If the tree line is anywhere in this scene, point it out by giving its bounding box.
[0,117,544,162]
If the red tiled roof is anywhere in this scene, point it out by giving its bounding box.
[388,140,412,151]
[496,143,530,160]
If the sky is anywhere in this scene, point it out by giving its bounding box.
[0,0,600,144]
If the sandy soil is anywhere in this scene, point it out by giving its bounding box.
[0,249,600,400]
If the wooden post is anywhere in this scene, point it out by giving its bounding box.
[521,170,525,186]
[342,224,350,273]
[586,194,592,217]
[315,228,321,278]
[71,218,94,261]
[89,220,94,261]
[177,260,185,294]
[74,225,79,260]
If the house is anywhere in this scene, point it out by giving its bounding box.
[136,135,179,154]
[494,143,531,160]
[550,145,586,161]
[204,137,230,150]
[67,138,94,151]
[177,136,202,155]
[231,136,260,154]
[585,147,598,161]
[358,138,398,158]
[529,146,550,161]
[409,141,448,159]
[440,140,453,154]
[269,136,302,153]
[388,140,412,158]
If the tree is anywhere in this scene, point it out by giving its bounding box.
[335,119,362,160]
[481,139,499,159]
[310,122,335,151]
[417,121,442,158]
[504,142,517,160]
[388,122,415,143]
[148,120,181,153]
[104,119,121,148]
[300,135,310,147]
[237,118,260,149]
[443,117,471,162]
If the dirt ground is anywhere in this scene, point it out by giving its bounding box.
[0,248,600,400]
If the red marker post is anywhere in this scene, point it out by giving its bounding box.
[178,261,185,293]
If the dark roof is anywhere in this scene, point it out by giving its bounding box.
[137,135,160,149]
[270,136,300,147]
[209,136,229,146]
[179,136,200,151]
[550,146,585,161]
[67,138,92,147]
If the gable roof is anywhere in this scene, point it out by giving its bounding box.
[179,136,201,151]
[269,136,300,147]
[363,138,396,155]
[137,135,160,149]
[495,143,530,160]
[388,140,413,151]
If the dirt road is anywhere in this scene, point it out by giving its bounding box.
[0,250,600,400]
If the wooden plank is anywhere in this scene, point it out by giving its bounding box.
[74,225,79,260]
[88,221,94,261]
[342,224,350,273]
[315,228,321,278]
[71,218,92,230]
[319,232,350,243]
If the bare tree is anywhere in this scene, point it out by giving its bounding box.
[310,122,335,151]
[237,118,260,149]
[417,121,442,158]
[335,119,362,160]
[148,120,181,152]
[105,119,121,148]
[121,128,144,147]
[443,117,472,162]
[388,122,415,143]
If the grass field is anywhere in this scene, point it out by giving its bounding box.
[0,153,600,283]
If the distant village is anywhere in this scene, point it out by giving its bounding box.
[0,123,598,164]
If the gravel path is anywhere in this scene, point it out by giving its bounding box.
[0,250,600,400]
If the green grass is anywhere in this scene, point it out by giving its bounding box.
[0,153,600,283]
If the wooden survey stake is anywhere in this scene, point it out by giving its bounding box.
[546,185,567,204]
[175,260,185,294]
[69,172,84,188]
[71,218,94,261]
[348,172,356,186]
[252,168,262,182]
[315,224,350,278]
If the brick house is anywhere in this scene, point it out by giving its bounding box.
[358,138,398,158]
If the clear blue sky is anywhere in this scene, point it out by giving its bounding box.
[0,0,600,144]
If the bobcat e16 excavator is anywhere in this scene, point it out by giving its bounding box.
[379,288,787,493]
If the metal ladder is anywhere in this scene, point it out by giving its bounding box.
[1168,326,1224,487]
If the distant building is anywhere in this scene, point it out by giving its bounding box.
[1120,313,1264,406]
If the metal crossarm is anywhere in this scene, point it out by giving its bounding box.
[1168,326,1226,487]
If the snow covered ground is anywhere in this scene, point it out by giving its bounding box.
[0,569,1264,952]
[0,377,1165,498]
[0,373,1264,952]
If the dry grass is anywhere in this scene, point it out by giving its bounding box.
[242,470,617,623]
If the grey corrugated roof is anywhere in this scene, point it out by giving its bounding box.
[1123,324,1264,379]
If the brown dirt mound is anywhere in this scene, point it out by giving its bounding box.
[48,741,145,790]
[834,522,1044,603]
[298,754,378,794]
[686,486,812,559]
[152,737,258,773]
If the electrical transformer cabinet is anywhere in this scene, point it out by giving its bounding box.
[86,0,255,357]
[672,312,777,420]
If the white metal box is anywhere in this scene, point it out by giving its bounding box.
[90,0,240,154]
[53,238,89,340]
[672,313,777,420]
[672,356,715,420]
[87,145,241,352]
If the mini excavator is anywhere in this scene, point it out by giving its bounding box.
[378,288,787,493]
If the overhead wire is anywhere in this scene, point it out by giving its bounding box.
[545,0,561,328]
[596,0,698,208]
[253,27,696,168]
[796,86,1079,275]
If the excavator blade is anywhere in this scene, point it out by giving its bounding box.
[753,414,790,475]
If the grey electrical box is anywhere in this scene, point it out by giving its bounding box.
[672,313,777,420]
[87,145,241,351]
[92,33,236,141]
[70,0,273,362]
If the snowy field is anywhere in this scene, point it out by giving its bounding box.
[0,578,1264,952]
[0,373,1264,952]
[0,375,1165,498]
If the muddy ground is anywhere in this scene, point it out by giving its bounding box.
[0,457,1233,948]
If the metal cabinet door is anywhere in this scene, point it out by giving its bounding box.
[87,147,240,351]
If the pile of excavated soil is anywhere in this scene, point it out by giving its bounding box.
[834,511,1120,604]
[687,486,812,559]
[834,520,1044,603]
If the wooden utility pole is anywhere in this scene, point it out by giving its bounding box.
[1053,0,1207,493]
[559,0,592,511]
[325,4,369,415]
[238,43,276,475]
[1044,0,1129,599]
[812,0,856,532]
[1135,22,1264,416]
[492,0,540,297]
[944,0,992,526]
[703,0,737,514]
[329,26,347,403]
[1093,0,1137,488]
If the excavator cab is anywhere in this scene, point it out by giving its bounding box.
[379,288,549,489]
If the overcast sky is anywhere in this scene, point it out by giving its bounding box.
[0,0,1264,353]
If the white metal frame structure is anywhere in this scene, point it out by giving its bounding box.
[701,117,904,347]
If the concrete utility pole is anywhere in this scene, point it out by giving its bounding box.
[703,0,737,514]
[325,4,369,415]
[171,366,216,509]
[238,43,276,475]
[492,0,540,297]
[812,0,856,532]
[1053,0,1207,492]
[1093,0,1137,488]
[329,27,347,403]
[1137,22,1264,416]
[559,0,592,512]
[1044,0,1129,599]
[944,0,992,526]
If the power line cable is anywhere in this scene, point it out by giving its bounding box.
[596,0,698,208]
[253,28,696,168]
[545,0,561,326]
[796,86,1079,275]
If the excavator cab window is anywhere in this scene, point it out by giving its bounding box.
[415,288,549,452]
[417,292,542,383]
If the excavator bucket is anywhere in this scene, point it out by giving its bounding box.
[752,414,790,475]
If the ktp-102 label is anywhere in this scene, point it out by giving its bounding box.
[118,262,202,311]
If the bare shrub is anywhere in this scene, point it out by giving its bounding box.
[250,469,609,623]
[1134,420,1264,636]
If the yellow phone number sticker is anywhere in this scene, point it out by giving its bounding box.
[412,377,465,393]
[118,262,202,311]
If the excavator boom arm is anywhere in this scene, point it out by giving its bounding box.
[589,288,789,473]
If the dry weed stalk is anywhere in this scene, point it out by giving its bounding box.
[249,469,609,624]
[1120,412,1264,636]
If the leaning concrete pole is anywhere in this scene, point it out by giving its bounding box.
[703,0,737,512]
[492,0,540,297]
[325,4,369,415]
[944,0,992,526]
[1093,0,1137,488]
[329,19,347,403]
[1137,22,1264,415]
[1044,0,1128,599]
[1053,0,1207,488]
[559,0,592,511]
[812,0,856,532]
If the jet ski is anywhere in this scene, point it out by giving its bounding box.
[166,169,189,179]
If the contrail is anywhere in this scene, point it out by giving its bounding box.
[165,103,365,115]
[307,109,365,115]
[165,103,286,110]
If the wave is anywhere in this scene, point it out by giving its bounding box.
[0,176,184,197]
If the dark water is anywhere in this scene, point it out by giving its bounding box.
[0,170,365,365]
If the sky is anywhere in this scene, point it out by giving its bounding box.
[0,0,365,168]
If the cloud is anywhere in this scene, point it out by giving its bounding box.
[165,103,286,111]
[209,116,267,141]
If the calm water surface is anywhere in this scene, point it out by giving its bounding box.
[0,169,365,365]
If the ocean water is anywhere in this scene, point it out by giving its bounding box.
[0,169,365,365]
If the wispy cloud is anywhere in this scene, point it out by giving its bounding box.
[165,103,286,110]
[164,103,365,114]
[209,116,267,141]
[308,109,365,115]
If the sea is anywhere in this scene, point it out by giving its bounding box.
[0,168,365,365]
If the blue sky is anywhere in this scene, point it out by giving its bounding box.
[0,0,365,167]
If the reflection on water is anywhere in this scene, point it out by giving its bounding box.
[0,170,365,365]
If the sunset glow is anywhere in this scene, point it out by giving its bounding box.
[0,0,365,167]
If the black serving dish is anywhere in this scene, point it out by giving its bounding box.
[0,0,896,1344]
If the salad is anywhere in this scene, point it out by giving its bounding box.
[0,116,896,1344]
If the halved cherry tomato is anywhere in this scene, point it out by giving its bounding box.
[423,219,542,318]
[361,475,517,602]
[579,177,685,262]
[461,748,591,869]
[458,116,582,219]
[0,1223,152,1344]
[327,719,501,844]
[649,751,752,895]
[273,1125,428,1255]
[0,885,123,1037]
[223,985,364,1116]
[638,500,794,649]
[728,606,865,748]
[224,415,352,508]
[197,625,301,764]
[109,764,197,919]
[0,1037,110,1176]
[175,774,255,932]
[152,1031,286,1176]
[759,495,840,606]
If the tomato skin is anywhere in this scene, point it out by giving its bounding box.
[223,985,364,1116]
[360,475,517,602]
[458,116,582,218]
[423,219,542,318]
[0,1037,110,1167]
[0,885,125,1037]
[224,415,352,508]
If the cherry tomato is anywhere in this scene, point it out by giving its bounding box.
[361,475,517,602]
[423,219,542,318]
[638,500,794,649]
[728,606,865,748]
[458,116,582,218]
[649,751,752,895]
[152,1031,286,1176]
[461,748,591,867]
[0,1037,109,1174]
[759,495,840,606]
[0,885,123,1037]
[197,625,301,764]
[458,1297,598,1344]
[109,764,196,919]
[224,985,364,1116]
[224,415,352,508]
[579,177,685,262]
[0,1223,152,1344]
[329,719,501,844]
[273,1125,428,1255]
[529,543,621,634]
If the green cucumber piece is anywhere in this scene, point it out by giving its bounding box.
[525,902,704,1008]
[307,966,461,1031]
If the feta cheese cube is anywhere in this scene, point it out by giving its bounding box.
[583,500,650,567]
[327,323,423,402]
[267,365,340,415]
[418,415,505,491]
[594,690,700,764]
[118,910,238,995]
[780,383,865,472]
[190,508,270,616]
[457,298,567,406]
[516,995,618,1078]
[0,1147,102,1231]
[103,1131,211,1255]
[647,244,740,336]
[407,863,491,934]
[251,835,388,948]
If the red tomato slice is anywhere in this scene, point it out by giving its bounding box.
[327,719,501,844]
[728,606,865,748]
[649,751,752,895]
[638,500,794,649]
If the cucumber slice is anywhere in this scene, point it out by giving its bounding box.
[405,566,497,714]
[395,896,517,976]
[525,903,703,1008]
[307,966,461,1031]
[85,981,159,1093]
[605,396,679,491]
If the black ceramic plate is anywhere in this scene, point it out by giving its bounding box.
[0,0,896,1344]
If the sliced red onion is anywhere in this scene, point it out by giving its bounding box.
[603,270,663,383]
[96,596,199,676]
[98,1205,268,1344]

────────────────

Task statement — Begin at the line that has "If the brick" and stop after the line that has "[379,288,787,493]". Write out those entries again with "brick house" swapped for "stone cottage" and everything else left unchanged.

Response to the exercise —
If the stone cottage is anywhere in this scene, point it out by giving its bounding box.
[358,138,398,158]
If the clear blue sky is anywhere in this scene, point it out by giving its bounding box.
[0,0,600,144]
If the bobcat e16 excavator is anywhere in this scene, point it out by giving its bounding box.
[379,288,787,493]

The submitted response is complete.